* GIVEN INSTRUCTION
Please pull out the stretch of entries that begins with the line containing "Query: wooden bench" and runs through the end of the entries. Reproduce every line without changes, including the first and last.

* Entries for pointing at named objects

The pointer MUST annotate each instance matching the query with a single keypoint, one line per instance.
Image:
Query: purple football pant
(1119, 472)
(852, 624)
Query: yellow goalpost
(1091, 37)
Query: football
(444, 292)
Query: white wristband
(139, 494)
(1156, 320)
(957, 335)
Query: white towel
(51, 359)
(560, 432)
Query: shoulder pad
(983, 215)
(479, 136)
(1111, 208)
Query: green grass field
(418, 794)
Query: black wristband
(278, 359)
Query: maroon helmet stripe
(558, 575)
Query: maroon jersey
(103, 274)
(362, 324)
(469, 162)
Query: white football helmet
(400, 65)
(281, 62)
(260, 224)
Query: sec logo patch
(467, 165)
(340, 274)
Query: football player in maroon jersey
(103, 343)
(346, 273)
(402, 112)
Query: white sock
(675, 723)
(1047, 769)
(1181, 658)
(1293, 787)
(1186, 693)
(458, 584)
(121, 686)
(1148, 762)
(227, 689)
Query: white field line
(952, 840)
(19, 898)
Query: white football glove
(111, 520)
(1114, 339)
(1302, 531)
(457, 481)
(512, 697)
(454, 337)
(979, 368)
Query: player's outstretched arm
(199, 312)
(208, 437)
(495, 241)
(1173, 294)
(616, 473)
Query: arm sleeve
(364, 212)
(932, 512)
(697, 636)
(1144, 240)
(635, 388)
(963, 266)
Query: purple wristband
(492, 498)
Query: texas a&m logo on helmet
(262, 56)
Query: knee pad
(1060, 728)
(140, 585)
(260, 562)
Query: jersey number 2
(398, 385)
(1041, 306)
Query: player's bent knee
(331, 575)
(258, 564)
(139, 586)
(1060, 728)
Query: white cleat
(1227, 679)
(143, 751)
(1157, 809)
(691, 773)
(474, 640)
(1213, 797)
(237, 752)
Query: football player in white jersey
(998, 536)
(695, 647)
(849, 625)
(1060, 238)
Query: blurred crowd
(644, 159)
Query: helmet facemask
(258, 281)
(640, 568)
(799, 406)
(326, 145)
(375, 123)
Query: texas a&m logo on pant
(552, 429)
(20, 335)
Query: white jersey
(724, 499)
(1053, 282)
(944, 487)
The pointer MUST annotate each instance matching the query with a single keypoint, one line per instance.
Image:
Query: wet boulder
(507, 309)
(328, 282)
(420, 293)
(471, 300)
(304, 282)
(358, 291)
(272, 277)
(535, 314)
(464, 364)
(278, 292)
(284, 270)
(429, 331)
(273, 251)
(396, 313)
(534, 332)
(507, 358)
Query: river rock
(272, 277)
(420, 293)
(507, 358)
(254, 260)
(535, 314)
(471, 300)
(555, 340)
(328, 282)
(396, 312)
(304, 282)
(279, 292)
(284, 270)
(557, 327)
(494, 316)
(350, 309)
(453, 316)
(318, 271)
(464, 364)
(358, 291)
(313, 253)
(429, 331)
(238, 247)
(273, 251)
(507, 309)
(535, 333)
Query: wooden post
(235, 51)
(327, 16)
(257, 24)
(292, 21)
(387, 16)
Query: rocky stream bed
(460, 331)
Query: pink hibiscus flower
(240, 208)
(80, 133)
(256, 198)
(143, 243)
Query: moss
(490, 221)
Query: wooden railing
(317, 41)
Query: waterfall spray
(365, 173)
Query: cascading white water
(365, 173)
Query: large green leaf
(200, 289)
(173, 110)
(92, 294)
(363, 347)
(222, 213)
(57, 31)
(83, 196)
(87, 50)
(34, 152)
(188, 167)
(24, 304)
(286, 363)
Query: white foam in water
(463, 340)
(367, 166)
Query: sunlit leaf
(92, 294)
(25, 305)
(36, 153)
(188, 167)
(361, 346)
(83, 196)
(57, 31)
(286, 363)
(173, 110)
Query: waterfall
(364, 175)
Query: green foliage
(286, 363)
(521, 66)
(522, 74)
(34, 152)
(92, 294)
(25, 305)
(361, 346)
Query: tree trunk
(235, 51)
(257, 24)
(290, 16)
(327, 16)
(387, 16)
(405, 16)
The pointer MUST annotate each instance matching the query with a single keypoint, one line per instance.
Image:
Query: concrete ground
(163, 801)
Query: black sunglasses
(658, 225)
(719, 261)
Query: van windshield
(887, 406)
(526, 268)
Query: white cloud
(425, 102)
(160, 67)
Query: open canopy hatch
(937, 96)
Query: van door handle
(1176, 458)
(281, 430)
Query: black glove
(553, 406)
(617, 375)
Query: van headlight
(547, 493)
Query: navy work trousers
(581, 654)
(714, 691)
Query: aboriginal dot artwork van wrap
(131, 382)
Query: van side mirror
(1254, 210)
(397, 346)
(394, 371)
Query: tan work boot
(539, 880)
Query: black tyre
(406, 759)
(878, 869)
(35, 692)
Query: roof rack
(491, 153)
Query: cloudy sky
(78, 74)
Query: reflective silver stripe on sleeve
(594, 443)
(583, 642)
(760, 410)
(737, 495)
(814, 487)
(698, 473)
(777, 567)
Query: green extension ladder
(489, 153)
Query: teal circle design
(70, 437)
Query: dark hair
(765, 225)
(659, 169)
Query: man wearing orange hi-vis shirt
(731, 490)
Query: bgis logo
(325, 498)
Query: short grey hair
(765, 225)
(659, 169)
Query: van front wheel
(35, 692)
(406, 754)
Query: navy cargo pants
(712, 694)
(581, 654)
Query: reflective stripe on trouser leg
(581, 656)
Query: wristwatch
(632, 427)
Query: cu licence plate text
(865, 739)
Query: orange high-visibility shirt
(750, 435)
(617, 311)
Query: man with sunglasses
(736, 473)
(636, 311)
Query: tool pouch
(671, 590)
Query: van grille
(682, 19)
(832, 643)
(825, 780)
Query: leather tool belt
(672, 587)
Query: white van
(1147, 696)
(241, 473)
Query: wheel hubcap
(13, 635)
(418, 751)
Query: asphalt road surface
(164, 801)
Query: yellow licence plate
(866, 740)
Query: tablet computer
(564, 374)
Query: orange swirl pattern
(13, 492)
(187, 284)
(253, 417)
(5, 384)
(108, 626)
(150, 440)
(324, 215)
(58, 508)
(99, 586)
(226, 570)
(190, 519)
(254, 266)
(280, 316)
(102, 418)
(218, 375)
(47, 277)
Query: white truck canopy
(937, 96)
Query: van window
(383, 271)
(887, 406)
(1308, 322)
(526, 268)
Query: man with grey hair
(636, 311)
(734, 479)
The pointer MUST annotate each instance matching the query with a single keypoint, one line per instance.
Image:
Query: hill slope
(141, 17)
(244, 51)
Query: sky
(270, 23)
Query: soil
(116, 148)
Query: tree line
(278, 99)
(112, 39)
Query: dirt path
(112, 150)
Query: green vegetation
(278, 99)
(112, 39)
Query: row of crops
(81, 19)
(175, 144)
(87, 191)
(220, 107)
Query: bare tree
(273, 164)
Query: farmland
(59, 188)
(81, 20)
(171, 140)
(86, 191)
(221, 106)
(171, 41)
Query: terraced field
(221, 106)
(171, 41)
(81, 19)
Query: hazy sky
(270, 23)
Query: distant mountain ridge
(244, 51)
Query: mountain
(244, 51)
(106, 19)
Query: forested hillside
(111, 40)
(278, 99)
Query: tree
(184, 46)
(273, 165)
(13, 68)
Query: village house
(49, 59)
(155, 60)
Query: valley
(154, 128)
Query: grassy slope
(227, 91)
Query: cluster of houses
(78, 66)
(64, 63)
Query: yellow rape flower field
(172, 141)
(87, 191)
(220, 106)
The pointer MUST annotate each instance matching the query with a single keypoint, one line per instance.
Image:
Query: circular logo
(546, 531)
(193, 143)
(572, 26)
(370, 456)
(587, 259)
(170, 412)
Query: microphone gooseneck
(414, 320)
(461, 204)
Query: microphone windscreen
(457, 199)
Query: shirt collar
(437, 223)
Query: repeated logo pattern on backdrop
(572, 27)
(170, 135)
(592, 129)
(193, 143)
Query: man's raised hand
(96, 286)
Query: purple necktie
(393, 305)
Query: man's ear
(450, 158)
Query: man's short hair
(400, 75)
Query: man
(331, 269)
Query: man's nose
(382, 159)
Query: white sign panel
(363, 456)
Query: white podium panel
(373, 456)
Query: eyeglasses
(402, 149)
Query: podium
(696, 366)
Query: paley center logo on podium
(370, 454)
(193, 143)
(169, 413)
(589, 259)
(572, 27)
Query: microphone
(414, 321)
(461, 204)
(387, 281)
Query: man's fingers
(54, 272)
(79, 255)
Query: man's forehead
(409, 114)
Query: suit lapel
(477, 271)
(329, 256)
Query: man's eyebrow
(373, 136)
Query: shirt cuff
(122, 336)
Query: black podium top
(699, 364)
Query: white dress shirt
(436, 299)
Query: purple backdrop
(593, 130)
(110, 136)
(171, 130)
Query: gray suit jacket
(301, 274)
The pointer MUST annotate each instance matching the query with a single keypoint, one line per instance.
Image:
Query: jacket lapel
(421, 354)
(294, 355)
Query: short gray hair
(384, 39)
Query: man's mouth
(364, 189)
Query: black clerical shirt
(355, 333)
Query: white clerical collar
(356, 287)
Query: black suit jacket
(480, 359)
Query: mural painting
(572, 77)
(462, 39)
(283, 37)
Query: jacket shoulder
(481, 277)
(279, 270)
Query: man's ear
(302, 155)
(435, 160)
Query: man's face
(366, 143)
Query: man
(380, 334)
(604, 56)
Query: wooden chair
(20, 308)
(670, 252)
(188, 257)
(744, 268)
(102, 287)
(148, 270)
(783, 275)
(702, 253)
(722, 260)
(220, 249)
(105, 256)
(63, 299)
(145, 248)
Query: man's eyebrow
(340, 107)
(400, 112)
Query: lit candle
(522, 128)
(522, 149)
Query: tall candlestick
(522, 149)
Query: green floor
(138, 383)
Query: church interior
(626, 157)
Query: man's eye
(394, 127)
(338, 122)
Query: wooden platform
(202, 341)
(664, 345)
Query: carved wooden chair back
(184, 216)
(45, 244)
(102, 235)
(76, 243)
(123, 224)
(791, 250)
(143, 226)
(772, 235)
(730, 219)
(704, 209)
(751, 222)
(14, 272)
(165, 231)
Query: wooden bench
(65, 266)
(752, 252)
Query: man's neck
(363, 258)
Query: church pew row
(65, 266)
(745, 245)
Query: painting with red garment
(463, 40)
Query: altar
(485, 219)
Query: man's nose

* RESULT
Query: wooden bench
(65, 266)
(752, 252)
Query: man's neck
(363, 258)
Query: church pew row
(65, 266)
(745, 245)
Query: painting with red garment
(463, 40)
Query: altar
(485, 219)
Query: man's nose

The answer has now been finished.